Transcribe each record exactly. Include every one.

>> start

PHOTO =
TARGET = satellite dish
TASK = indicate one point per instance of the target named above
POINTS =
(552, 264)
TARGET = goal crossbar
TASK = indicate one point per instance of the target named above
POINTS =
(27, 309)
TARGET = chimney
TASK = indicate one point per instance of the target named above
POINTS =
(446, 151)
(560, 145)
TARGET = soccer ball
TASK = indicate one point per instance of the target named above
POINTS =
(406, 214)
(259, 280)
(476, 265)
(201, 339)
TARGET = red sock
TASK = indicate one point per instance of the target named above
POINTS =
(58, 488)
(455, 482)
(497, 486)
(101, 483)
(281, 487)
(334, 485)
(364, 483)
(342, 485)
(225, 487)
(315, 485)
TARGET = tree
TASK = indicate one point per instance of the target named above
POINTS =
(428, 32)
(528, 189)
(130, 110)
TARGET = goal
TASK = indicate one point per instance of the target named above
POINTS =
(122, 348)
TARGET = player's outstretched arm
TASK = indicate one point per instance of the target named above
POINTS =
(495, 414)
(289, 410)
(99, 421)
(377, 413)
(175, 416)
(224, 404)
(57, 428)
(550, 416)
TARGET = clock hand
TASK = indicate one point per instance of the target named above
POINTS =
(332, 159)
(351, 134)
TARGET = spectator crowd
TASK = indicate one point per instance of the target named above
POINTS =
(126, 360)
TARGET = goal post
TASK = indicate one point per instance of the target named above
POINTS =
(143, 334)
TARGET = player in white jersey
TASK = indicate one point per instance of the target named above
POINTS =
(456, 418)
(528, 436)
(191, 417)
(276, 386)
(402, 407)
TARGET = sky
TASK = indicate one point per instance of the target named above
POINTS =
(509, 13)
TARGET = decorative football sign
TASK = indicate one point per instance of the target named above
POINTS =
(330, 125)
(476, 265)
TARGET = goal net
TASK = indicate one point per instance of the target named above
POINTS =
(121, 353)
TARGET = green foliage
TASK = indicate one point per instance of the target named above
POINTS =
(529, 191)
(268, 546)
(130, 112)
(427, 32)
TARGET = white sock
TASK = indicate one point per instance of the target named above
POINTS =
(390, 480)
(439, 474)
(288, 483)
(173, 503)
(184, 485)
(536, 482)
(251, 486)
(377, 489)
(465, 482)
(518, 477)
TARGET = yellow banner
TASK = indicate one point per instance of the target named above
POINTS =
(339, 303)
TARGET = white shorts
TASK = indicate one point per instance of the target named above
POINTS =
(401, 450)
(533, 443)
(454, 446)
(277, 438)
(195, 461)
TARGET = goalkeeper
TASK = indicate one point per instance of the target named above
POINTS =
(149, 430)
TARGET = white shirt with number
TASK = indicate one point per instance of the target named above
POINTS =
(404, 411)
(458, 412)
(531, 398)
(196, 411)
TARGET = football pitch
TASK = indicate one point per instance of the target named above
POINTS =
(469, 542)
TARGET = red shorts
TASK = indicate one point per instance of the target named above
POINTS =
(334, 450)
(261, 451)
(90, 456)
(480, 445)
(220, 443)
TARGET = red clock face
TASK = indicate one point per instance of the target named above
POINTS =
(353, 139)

>> end

**The response:**
PHOTO =
TARGET = satellite dish
TASK = indicate one point per instance of the target named above
POINTS =
(552, 264)
TARGET = goal crossbar
TASK = indicate one point per instance of the target named above
POINTS =
(27, 309)
TARGET = chimney
TASK = indicate one point per instance of the target named above
POINTS =
(446, 151)
(560, 145)
TARGET = soccer ball
TASK = indicate one point per instance of the target named above
POINTS =
(406, 214)
(259, 280)
(476, 265)
(201, 339)
TARGET = red sock
TASK = indicate one point per instance of the target named above
POINTS =
(58, 488)
(455, 482)
(497, 486)
(101, 483)
(281, 487)
(334, 485)
(364, 483)
(342, 485)
(225, 487)
(315, 485)
TARGET = tree
TASK = indicate one point per instance of the target named above
POINTS =
(428, 32)
(528, 189)
(130, 110)
TARGET = goal
TASK = indicate one point per instance of the target named above
POINTS =
(122, 348)
TARGET = player's outstretched arm
TASK = indicate one point per instance of the target named above
POINTS =
(495, 414)
(289, 410)
(99, 421)
(377, 413)
(175, 416)
(224, 404)
(57, 428)
(550, 416)
TARGET = clock hand
TASK = indicate one point per instance of the target named above
POINTS =
(332, 159)
(351, 134)
TARGET = spectator crowd
TASK = indicate one point per instance of the target named above
POINTS =
(126, 360)
TARGET = goal post
TASK = indicate one point per instance of the target named above
POINTS =
(143, 334)
TARGET = player in white jersey
TASK = indicate one point per instance of the target named above
POINTS =
(456, 418)
(528, 436)
(191, 417)
(276, 386)
(402, 407)
TARGET = sky
TASK = indicate one point per instance of the target named above
POINTS =
(509, 13)
TARGET = decorative football sign
TASK = indicate one point per instance of the target named above
POINTS =
(330, 125)
(476, 265)
TARGET = goal net
TASK = indicate one point per instance of the target named above
POINTS =
(121, 353)
TARGET = green foliage
TASK = indicate one point per instance of the target named above
POINTS =
(529, 191)
(268, 546)
(130, 112)
(427, 32)
TARGET = white sock
TASK = indicate one point per instance of the target named above
POINTS =
(390, 480)
(439, 474)
(288, 483)
(173, 503)
(184, 485)
(536, 482)
(251, 486)
(377, 489)
(465, 482)
(518, 477)
TARGET = yellow banner
TASK = indicate one point per instance of the target named above
POINTS =
(339, 303)
TARGET = white shorts
TASK = indicate one point per instance of the target named above
POINTS =
(401, 450)
(533, 443)
(454, 446)
(277, 438)
(195, 461)
TARGET = goalkeeper
TASK = indicate one point per instance of the target named above
POINTS =
(149, 430)
TARGET = white shirt with number
TASK = indicate one point per instance of the target named above
POINTS =
(404, 411)
(458, 412)
(531, 398)
(196, 411)
TARGET = football pitch
TASK = indicate one point per instance of the target named above
POINTS =
(469, 542)
TARGET = red shorts
TASK = indicate one point per instance of the target named above
POINTS =
(334, 450)
(261, 451)
(90, 456)
(480, 445)
(220, 443)
TARGET = red clock face
TASK = indicate one point per instance of the target named above
POINTS =
(353, 139)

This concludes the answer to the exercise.